■ **Task to carry out**:
All the entries, exactly as they read, must be written out again.

■ **Materials provided**:

BEGIN

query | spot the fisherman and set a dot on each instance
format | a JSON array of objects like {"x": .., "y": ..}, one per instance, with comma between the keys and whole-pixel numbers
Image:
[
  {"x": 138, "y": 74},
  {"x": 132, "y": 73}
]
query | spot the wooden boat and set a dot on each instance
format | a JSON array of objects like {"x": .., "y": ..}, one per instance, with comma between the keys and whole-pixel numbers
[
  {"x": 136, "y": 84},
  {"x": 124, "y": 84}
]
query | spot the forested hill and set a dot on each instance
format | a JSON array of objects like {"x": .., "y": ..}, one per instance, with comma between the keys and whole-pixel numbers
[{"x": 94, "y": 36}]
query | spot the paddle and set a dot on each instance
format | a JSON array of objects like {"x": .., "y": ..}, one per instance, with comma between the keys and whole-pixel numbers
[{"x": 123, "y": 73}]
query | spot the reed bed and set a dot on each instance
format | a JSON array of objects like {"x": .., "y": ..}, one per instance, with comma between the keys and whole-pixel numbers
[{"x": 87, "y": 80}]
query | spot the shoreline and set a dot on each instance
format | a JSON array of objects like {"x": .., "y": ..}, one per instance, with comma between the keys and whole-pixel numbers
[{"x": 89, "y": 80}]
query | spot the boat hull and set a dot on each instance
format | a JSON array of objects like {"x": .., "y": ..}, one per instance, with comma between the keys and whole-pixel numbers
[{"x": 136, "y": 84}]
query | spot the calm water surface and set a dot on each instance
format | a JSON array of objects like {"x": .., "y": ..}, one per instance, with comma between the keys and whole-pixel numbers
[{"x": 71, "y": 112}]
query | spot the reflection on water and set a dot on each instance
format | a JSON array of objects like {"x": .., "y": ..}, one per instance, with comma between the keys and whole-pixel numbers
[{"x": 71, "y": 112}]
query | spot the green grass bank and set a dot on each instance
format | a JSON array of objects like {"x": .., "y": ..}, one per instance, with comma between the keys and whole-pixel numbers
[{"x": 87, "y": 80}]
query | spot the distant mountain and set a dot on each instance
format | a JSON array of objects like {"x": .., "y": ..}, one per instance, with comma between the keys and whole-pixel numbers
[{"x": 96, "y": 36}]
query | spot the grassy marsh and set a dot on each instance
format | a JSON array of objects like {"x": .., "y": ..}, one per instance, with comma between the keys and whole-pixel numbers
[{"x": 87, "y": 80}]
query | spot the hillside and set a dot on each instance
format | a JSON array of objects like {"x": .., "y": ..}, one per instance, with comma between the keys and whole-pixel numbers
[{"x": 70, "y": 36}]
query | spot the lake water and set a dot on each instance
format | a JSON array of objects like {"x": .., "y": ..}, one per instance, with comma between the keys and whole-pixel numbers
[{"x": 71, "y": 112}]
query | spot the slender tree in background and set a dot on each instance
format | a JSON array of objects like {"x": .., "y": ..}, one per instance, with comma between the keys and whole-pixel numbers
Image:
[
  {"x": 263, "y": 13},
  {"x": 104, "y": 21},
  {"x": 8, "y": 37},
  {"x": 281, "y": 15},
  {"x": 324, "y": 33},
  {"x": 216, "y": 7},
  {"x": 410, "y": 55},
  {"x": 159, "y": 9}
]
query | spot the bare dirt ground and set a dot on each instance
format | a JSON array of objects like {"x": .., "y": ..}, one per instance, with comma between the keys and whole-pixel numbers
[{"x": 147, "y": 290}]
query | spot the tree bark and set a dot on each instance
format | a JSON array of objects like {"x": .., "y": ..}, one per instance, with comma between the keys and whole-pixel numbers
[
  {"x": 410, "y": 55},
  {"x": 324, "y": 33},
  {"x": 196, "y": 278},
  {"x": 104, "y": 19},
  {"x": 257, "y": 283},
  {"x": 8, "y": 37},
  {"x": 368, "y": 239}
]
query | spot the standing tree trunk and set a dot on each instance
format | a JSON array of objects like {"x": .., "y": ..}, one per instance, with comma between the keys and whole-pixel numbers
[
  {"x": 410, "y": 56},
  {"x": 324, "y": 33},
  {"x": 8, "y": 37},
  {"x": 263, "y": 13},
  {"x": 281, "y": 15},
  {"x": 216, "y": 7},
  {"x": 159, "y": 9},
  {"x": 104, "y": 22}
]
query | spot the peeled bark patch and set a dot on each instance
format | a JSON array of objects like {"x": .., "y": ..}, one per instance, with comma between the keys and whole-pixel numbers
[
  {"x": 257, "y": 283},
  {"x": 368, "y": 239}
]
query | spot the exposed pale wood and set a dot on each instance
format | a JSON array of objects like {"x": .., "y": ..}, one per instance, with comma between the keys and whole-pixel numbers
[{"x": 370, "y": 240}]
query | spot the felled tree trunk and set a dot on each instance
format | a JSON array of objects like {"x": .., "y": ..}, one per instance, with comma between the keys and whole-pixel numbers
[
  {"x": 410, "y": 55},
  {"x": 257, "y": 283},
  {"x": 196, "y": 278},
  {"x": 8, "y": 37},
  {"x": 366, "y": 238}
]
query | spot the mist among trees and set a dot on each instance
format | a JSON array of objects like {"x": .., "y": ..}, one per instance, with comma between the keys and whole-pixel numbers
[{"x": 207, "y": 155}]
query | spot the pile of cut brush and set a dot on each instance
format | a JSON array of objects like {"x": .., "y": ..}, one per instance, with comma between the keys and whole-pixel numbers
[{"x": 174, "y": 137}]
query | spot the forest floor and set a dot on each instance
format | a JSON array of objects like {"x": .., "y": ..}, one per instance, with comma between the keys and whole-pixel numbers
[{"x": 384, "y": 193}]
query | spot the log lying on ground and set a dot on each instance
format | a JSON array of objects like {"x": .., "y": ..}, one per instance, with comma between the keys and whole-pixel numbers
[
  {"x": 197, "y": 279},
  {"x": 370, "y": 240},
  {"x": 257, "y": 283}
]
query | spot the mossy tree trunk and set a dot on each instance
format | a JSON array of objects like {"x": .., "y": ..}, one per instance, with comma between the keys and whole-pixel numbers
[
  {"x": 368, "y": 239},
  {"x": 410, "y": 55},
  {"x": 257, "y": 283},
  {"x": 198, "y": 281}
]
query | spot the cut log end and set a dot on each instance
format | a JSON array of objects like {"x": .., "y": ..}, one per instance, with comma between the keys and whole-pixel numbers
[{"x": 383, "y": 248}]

END

■ **The completed task**:
query | spot the fisherman and set a dot on each instance
format | a JSON array of objects like {"x": .., "y": ..}, one per instance, with comma between the keys and whole-pixel numbers
Image:
[
  {"x": 138, "y": 74},
  {"x": 132, "y": 73}
]
query | spot the wooden boat and set a dot on each instance
format | a JSON array of objects like {"x": .., "y": ..}, one per instance, with comma between the keys and whole-pixel numbers
[
  {"x": 136, "y": 84},
  {"x": 124, "y": 84}
]
query | spot the forested hill and set a dot on each instance
format | a JSON array of objects like {"x": .., "y": ..}, one per instance, with comma between the keys and whole-pixel numbers
[{"x": 94, "y": 36}]
query | spot the paddle and set a dot on each instance
format | a JSON array of objects like {"x": .., "y": ..}, one per instance, with comma between the keys and whole-pixel numbers
[{"x": 123, "y": 73}]
query | spot the reed bed and set a dot on each instance
format | a JSON array of objects like {"x": .., "y": ..}, one per instance, with comma between the keys and whole-pixel numbers
[{"x": 87, "y": 80}]
query | spot the shoreline and set a dot on each instance
format | a JSON array of objects like {"x": .., "y": ..}, one per instance, with comma between the keys and whole-pixel numbers
[{"x": 89, "y": 80}]
query | spot the boat hull and set a dot on each instance
format | a JSON array of objects like {"x": .., "y": ..}, one per instance, with comma between the keys and whole-pixel numbers
[{"x": 136, "y": 84}]
query | spot the calm water surface and set a dot on each instance
format | a JSON array of objects like {"x": .., "y": ..}, one per instance, with comma between the keys and whole-pixel numbers
[{"x": 71, "y": 112}]
query | spot the reflection on water and set a dot on each instance
format | a JSON array of objects like {"x": .., "y": ..}, one per instance, with comma between the keys and whole-pixel numbers
[{"x": 71, "y": 112}]
query | spot the green grass bank and set a dot on each instance
format | a JSON array of objects like {"x": .., "y": ..}, one per instance, with comma between the keys and whole-pixel numbers
[{"x": 87, "y": 80}]
query | spot the distant mountain and set a dot on each instance
format | a JSON array of objects like {"x": .., "y": ..}, one per instance, with comma between the keys and whole-pixel numbers
[{"x": 96, "y": 36}]
query | spot the grassy marsh and set a dot on each instance
format | a JSON array of objects like {"x": .., "y": ..}, one per instance, with comma between the keys and whole-pixel numbers
[{"x": 87, "y": 80}]
query | spot the hillside and set a dot on each instance
format | a JSON array of objects like {"x": .., "y": ..}, one per instance, with comma between the keys and whole-pixel numbers
[{"x": 70, "y": 36}]
query | spot the lake water and set a dot on each instance
format | a JSON array of objects like {"x": .., "y": ..}, one per instance, with comma between the keys and whole-pixel numbers
[{"x": 71, "y": 112}]
query | spot the slender tree in background and set a dot on each instance
format | a JSON array of objects like {"x": .., "y": ..}, one per instance, with comma between the keys and whole-pixel numbers
Image:
[
  {"x": 263, "y": 13},
  {"x": 104, "y": 21},
  {"x": 8, "y": 37},
  {"x": 281, "y": 15},
  {"x": 324, "y": 33},
  {"x": 216, "y": 7},
  {"x": 410, "y": 55},
  {"x": 159, "y": 9}
]
query | spot the bare dirt ground and set a dot on each instance
format | a JSON array of objects like {"x": .., "y": ..}, one per instance, with comma between the keys and whole-pixel numbers
[{"x": 147, "y": 290}]
query | spot the tree bark and set a dot on each instance
format | a JSON array of objects like {"x": .., "y": ..}, one per instance, with comma between the keys and whole-pixel numbers
[
  {"x": 410, "y": 55},
  {"x": 324, "y": 33},
  {"x": 196, "y": 278},
  {"x": 104, "y": 19},
  {"x": 257, "y": 283},
  {"x": 8, "y": 37},
  {"x": 368, "y": 239}
]
query | spot the standing tree trunk and set a dot on each instance
format | a JSON array of objects like {"x": .., "y": ..}, one per instance, with comma between the keys and whole-pixel numbers
[
  {"x": 410, "y": 56},
  {"x": 324, "y": 33},
  {"x": 8, "y": 37},
  {"x": 263, "y": 13},
  {"x": 281, "y": 15},
  {"x": 216, "y": 7},
  {"x": 159, "y": 9},
  {"x": 104, "y": 22}
]
query | spot the peeled bark patch and set a dot on each instance
format | a JSON array of objects like {"x": .., "y": ..}, one per instance, with comma between the keys and whole-pixel numbers
[
  {"x": 257, "y": 283},
  {"x": 368, "y": 239}
]
query | spot the exposed pale wood and set a dot on each instance
format | a JSON array of objects like {"x": .., "y": ..}, one per instance, with comma between the keys and whole-pixel numbers
[{"x": 370, "y": 240}]
query | spot the felled tree trunk and set a dot on each instance
format | a JSON array of objects like {"x": .., "y": ..}, one per instance, with comma between the keys and whole-pixel numbers
[
  {"x": 410, "y": 55},
  {"x": 257, "y": 283},
  {"x": 196, "y": 278},
  {"x": 8, "y": 37},
  {"x": 366, "y": 238}
]
query | spot the mist among trees and set a dot on each instance
format | a JSON array of objects like {"x": .., "y": ..}, one per instance, with comma between the keys and whole-pixel numbers
[{"x": 207, "y": 155}]
query | spot the pile of cut brush and set a dot on each instance
format | a JSON array of objects like {"x": .., "y": ..}, one per instance, with comma between the keys and whole-pixel numbers
[{"x": 174, "y": 137}]
query | spot the forest floor and set a dot on each instance
format | a JSON array of objects like {"x": .., "y": ..}, one per instance, with comma between the keys and whole-pixel numbers
[{"x": 384, "y": 193}]
query | spot the log lying on ground and set a dot on each instance
format | a JSON array of objects like {"x": .., "y": ..}, one per instance, with comma between the keys and whole-pixel numbers
[
  {"x": 197, "y": 279},
  {"x": 370, "y": 240},
  {"x": 257, "y": 283}
]
query | spot the mossy tree trunk and set a dot on each instance
format | a JSON array of objects like {"x": .., "y": ..}, one per instance, with comma between the keys and whole-pixel numbers
[
  {"x": 368, "y": 239},
  {"x": 410, "y": 55},
  {"x": 257, "y": 283},
  {"x": 198, "y": 281}
]
query | spot the cut log end and set a dot on each instance
format | a JSON array of objects like {"x": .., "y": ..}, one per instance, with comma between the keys and whole-pixel numbers
[{"x": 383, "y": 248}]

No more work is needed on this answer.